-- START --

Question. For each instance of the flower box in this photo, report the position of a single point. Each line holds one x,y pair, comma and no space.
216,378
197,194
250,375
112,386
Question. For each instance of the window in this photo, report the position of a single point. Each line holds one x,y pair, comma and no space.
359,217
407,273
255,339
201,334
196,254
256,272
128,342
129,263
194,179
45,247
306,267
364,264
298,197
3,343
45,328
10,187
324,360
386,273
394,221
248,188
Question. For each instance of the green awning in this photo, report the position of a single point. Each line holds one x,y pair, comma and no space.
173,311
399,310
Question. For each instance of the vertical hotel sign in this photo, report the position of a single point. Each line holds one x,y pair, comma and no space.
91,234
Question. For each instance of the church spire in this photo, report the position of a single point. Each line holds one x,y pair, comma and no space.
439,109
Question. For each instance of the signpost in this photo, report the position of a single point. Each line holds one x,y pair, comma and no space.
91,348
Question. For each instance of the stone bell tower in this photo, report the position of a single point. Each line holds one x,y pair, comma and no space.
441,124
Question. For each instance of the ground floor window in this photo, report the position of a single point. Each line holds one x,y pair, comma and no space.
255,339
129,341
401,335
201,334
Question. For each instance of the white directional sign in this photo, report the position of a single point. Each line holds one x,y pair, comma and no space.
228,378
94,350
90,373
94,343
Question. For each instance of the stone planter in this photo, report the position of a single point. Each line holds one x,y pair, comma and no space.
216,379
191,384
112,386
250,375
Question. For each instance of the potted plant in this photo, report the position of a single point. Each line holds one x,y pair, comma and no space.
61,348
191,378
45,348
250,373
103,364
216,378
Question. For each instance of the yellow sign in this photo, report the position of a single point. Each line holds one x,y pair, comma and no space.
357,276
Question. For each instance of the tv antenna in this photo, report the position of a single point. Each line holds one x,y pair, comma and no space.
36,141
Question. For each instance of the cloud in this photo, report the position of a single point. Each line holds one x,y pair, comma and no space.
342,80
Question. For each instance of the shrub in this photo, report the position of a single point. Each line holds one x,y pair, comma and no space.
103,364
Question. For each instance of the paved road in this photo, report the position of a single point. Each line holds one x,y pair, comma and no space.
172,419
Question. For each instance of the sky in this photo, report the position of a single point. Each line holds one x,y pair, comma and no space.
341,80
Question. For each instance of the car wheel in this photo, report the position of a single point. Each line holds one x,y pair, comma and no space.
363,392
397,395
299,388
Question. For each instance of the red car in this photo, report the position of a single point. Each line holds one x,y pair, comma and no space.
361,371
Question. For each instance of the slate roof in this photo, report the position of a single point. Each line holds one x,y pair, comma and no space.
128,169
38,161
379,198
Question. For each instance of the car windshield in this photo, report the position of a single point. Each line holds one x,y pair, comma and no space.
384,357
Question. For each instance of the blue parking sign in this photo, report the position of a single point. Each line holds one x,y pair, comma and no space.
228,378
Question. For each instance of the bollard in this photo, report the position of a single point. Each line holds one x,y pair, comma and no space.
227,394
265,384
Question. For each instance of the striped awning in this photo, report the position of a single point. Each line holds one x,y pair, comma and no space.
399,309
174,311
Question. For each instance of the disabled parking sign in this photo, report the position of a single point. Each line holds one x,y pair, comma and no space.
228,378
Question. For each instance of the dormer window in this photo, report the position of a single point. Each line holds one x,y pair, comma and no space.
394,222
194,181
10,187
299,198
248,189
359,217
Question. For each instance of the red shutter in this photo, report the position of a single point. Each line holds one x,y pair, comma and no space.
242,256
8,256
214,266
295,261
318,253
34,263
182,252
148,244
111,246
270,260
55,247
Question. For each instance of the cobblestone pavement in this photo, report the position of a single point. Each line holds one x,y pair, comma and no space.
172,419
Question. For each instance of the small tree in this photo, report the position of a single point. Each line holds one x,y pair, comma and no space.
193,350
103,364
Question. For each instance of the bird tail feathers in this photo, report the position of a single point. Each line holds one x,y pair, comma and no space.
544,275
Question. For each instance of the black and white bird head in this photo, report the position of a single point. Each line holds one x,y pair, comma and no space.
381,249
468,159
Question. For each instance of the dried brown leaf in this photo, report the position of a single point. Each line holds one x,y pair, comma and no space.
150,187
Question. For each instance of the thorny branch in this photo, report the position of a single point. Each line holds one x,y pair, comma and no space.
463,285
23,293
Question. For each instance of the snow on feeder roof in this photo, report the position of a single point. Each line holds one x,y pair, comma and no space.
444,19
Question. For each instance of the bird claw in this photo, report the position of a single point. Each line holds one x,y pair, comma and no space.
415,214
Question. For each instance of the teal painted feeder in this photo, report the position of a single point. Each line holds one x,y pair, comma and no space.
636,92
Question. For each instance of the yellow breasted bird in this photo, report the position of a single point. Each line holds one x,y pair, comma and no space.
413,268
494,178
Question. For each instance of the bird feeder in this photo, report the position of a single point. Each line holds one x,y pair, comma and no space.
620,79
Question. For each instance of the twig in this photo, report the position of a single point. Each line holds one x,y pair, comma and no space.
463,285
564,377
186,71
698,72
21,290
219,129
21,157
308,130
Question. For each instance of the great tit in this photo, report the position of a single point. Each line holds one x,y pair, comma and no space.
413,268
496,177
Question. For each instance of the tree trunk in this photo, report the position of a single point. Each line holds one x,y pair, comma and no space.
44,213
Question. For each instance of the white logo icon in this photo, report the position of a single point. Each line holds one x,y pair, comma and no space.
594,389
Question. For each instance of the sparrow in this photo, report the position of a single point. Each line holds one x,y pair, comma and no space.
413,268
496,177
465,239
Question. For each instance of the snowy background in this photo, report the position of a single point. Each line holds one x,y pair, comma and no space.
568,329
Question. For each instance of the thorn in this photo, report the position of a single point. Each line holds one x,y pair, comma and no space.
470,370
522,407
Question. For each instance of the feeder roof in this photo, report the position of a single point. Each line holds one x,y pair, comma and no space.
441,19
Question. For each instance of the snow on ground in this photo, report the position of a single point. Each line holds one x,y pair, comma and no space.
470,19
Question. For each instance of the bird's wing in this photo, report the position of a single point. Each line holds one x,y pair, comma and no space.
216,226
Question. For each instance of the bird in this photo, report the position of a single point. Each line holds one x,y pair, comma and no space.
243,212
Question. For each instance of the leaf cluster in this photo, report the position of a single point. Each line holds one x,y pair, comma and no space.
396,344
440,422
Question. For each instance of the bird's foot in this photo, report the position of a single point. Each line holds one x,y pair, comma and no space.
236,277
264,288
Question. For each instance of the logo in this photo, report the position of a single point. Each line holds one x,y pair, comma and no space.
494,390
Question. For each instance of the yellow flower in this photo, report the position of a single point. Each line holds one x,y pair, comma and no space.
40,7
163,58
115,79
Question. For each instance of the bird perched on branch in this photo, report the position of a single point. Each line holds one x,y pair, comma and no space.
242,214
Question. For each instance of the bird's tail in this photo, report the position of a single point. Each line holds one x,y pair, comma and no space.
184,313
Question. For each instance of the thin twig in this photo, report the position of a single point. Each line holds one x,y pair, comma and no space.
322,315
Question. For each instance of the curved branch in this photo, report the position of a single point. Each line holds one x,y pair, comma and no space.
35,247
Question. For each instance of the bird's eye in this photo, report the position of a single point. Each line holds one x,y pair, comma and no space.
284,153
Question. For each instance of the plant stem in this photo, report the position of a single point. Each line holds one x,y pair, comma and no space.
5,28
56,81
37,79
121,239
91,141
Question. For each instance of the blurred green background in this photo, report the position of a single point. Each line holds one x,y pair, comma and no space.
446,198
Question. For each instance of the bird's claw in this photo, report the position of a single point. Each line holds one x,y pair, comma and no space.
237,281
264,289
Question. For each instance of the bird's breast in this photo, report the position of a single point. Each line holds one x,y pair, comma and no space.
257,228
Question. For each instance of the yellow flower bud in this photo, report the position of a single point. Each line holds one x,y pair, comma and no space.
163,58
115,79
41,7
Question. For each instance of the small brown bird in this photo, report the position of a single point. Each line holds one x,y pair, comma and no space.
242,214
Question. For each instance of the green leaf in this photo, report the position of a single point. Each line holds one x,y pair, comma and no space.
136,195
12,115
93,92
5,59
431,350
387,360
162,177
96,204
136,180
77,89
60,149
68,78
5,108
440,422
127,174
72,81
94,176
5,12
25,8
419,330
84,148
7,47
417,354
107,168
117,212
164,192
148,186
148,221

-- END --

Given problem ->
Rewrite the rows from the line containing "Question. For each instance of the curved" through the end of the rows, changing "instance" to "occurrence" and leaving everything else unchanged. Give only those rows.

In response ->
Question. For each occurrence of the curved branch in this photo, report the position of a single point. Each line holds one x,y pair, comma and no space.
35,247
Question. For each occurrence of the bird's eye in this photo, report the position of a single point. Each line holds one x,y pair, comma and no space.
284,153
Question. For each occurrence of the plant stem in this photo, report the position of a single point. Each line holds one x,y pair, comma and no space.
5,28
56,81
37,79
121,239
91,141
Question. For each occurrence of the blurred green background in this photo, report the position of a single point. Each line holds one x,y pair, comma and no space.
446,198
Question. For each occurrence of the bird's claw in this photo, report the position of a single point. Each line holds one x,y pair, comma and no space.
237,281
264,289
Question. For each occurrence of the bird's breast in this photo, report the position of a single point. Each line holds one x,y pair, comma and no space.
257,228
Question. For each occurrence of the yellow flower bud in this photo, report the position of a single point. Each line holds one x,y pair, comma and no space.
163,58
115,79
41,7
Question. For each occurrence of the small brown bird in this photo, report the position of a single point. Each line holds one x,y pair, comma and no space.
242,214
Question. For each occurrence of the green leaf in this photo, report the position of a single point. Each line holds one x,y pair, comma and no space.
136,195
12,115
93,92
5,59
431,350
387,360
162,177
96,204
136,180
77,89
60,149
68,78
5,108
440,422
127,174
72,81
94,176
5,12
25,8
419,330
84,148
7,47
417,354
107,168
117,212
164,192
148,186
148,221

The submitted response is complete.